> **Written exercise**
Copy every line from the one containing "Question. Locate the double" through the last line of the records below, both included, and nothing else.

--- start Task data ---

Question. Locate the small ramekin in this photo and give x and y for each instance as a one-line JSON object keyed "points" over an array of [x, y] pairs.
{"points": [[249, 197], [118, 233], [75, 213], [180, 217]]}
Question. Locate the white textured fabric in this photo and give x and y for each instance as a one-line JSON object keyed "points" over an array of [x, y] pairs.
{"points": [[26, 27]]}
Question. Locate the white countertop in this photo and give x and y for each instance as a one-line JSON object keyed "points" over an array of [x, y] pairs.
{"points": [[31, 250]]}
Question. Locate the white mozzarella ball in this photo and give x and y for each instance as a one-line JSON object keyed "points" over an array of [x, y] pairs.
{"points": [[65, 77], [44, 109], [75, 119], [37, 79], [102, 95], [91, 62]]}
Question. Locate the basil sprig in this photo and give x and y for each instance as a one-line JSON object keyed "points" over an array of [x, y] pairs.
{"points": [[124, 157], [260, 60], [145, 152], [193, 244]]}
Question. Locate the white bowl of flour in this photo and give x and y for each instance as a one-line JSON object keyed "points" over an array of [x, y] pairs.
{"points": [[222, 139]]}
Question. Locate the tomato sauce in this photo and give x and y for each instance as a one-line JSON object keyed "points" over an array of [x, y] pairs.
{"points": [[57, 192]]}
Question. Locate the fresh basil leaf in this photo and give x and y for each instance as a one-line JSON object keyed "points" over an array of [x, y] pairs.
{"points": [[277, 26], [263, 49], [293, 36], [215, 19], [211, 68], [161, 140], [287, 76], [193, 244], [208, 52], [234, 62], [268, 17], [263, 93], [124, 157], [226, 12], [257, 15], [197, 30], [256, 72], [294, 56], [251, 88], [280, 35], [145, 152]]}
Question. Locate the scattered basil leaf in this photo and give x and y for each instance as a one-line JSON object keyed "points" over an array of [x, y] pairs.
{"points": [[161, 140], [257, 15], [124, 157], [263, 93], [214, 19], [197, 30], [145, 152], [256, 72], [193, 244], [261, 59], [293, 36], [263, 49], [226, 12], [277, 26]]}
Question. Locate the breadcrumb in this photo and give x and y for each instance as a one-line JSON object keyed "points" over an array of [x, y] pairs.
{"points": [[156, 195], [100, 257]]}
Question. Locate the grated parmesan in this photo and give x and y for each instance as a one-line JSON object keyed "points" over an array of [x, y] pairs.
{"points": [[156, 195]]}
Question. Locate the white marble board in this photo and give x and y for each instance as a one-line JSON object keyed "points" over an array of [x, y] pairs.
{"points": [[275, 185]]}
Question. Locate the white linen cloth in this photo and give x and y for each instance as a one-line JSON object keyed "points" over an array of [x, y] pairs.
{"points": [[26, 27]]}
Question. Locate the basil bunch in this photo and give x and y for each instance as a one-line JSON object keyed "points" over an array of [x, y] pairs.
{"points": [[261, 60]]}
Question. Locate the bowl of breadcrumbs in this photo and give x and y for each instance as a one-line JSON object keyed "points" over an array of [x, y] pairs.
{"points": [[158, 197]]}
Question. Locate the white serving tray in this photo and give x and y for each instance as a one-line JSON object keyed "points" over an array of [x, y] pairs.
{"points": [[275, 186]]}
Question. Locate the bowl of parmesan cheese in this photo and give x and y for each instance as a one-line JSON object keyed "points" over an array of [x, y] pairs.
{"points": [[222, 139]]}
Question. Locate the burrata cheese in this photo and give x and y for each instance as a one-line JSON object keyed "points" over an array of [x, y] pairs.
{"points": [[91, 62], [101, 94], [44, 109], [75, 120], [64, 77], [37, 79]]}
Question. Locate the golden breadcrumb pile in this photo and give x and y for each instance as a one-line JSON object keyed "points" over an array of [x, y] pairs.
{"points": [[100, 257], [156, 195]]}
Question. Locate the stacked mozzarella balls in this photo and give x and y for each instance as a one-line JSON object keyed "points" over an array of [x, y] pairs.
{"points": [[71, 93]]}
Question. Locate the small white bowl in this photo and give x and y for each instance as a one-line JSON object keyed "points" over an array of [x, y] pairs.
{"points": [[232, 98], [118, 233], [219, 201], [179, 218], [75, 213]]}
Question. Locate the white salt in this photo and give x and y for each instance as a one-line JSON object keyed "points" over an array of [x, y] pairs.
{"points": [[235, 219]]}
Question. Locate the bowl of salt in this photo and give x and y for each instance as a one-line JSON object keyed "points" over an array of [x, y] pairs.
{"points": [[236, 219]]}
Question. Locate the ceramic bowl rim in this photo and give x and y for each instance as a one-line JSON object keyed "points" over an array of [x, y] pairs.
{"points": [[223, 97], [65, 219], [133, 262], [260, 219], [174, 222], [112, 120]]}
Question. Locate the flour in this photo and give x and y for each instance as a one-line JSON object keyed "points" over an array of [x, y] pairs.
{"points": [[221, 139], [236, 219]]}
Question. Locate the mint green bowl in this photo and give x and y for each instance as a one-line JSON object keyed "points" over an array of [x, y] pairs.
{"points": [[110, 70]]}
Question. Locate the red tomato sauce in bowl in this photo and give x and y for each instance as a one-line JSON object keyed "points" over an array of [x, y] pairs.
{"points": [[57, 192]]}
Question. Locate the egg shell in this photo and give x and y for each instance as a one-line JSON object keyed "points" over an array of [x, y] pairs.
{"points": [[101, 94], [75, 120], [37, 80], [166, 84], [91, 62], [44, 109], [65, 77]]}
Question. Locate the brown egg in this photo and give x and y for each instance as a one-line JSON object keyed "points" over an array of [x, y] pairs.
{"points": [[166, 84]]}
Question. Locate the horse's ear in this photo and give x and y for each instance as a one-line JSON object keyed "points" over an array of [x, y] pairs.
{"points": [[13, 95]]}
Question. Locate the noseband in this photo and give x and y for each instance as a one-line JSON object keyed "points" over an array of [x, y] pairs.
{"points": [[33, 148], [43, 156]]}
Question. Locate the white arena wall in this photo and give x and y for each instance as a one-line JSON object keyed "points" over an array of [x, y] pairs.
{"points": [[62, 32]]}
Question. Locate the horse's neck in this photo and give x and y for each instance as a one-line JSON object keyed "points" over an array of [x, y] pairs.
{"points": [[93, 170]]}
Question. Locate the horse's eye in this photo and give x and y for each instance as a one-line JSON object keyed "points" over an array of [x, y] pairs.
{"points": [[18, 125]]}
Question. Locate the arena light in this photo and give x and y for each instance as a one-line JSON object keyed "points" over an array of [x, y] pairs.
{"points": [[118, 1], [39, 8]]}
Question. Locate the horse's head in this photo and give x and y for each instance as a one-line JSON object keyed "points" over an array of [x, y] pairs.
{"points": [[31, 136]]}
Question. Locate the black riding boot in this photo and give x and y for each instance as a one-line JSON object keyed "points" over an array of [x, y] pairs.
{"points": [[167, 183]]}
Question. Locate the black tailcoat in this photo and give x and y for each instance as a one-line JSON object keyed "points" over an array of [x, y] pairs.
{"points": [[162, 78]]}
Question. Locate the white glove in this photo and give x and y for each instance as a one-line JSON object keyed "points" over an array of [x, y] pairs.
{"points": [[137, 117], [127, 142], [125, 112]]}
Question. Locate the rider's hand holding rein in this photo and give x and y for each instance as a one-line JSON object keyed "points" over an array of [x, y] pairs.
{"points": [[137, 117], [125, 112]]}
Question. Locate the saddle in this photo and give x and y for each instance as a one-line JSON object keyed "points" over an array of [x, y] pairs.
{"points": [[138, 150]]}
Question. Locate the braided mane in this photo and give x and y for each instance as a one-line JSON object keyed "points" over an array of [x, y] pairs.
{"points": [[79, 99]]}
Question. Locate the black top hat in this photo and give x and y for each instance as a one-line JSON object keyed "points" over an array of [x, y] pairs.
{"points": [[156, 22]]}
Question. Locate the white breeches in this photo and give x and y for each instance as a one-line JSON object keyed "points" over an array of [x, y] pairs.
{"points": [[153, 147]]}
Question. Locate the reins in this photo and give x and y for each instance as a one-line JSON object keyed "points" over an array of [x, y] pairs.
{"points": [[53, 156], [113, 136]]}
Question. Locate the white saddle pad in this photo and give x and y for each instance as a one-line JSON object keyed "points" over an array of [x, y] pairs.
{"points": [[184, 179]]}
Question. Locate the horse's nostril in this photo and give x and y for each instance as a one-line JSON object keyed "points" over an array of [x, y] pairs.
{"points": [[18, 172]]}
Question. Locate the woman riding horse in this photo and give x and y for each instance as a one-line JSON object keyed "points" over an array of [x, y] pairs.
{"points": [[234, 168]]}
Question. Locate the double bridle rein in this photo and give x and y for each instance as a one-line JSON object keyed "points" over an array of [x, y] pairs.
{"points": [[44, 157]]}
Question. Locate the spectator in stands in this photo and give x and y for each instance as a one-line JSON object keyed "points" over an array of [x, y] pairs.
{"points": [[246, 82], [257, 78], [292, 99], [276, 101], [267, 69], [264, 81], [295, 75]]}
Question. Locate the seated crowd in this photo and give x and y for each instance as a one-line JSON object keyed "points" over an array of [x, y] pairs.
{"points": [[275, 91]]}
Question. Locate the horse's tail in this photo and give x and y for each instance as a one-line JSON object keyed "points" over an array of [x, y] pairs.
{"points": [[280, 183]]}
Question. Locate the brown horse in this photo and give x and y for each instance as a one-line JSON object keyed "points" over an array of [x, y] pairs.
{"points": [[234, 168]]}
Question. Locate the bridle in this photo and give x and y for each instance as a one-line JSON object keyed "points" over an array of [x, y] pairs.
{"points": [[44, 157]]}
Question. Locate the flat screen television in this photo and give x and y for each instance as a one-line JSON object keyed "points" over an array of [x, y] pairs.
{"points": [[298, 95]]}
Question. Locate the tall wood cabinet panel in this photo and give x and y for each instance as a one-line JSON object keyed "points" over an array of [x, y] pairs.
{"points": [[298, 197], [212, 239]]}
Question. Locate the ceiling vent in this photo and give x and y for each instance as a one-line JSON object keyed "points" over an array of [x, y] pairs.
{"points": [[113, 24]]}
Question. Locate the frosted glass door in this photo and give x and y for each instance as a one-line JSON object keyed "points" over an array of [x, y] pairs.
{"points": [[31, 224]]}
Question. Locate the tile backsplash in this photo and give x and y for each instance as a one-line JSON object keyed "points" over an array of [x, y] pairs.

--- end Task data ---

> **Exercise result**
Question. Locate the double bridle rein in this photo and give x and y for each instance as a one-line JSON object keyed "points" over an array of [x, y] pairs.
{"points": [[44, 157]]}
Question. Locate the spectator in stands in this photo and give x and y for each instance as a one-line JSON object keyed "points" over an array of [x, y] pairs.
{"points": [[246, 82], [257, 78], [292, 99], [276, 101], [267, 69], [264, 81], [295, 75]]}
Question. Locate the seated crowd in this photo and give x and y for each instance as a one-line JSON object keyed "points" over an array of [x, y] pairs.
{"points": [[275, 91]]}
Question. Locate the horse's tail in this photo and give x and y for each instance as a one-line JSON object keyed "points" over an array of [x, y] pairs.
{"points": [[280, 183]]}
Question. Locate the brown horse in this photo and give x and y for each instance as a one-line JSON object keyed "points" over an array of [x, y] pairs.
{"points": [[234, 168]]}
Question. Locate the bridle in this photo and give x and y for each instance as a one-line JSON object keyed "points" over an array of [x, y] pairs.
{"points": [[44, 157]]}
Question. Locate the flat screen television in this photo and give x and y for each instance as a one-line JSON object keyed "points" over an array of [x, y] pairs.
{"points": [[298, 95]]}
Question. Locate the tall wood cabinet panel in this photo and give x and y for each instance as a one-line JSON object keyed "points" over an array of [x, y] pairs.
{"points": [[298, 197], [212, 239]]}
Question. Locate the ceiling vent in this photo and give x and y for each instance as a one-line JSON object keyed "points" over an array of [x, y] pairs.
{"points": [[113, 24]]}
Question. Locate the frosted glass door in this photo and give x and y for each instance as a one-line JSON object keyed "points" over an array of [x, y] pairs.
{"points": [[31, 224]]}
Question. Locate the tile backsplash in this photo and give x and y for each instance as a one-line JSON object keyed "points" over an array of [x, y] pairs.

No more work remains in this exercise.